== Segment start ==

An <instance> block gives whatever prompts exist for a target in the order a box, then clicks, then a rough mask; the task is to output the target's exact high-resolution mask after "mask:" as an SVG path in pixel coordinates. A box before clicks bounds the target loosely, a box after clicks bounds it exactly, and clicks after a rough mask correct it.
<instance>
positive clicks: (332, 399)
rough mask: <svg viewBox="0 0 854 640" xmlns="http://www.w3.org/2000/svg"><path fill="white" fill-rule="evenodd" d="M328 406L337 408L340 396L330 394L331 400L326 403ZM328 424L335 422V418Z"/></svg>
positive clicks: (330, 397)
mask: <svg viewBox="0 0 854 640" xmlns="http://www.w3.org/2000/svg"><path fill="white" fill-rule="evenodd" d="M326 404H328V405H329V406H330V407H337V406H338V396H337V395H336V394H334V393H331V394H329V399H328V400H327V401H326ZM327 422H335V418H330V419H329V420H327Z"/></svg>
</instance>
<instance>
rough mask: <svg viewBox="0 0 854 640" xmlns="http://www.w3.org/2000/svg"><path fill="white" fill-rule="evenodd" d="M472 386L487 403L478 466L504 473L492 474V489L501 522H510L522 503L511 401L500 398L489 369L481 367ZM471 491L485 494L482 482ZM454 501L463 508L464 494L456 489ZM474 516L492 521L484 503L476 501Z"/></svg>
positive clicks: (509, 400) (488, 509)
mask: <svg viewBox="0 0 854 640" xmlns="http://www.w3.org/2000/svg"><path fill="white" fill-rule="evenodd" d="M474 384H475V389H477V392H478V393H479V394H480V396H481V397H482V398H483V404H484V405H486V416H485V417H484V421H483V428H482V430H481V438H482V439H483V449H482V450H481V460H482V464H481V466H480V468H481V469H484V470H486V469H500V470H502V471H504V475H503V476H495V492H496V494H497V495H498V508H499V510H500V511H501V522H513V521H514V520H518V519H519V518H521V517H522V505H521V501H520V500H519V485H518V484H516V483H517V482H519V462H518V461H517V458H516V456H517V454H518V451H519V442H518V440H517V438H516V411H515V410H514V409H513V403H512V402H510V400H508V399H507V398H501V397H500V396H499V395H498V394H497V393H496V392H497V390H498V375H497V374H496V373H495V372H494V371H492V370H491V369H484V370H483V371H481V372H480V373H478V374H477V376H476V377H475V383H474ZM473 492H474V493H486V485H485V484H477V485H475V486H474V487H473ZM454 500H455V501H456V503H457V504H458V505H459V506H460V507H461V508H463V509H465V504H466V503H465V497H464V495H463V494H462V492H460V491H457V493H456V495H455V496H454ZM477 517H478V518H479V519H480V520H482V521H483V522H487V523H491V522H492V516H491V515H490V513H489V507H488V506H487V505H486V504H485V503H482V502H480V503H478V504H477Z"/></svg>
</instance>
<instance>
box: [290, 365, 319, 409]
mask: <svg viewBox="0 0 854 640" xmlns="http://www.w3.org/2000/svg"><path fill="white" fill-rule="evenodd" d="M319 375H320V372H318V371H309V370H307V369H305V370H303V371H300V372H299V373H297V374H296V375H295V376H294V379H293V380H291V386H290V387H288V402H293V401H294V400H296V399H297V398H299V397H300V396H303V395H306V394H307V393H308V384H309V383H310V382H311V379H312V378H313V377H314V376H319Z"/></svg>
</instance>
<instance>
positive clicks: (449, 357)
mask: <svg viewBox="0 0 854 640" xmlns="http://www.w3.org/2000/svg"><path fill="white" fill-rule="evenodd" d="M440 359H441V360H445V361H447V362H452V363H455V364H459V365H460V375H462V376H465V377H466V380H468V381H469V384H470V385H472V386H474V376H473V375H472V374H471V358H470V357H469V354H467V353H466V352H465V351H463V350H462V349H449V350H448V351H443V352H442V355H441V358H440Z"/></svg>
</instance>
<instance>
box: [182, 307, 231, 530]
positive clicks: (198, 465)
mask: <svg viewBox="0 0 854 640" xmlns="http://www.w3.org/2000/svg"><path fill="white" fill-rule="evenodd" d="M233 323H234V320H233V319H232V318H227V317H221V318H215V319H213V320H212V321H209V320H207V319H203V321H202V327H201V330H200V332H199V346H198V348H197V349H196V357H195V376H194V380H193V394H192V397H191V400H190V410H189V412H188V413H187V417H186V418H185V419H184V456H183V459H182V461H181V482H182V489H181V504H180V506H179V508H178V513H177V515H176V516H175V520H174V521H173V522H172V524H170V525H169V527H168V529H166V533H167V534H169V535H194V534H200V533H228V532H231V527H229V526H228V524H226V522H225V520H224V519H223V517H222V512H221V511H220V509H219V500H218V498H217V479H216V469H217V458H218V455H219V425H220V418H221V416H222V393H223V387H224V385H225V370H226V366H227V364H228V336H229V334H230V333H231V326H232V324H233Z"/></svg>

== Segment end ==

What this task involves
Scan the material above for the string "rough". Return each line where it occurs.

Exercise solution
An <instance> block gives whatever prompts exist for a target in the order a box, then clicks, then a rough mask; the task is to output the target's exact high-resolution mask after "mask:" as an SVG path in pixel coordinates. A box before clicks bounds the target loosely, a box after clicks bounds it exactly, and clicks after a rough mask correct it.
rough mask: <svg viewBox="0 0 854 640" xmlns="http://www.w3.org/2000/svg"><path fill="white" fill-rule="evenodd" d="M328 406L337 408L340 396L330 394L331 400L326 403ZM328 424L335 422V418Z"/></svg>
rough mask: <svg viewBox="0 0 854 640" xmlns="http://www.w3.org/2000/svg"><path fill="white" fill-rule="evenodd" d="M472 386L487 403L478 466L504 473L492 474V489L501 522H510L522 503L511 401L500 398L489 369L481 367ZM471 491L485 494L482 482ZM454 501L463 508L464 494L456 489ZM474 516L492 521L484 503L476 501Z"/></svg>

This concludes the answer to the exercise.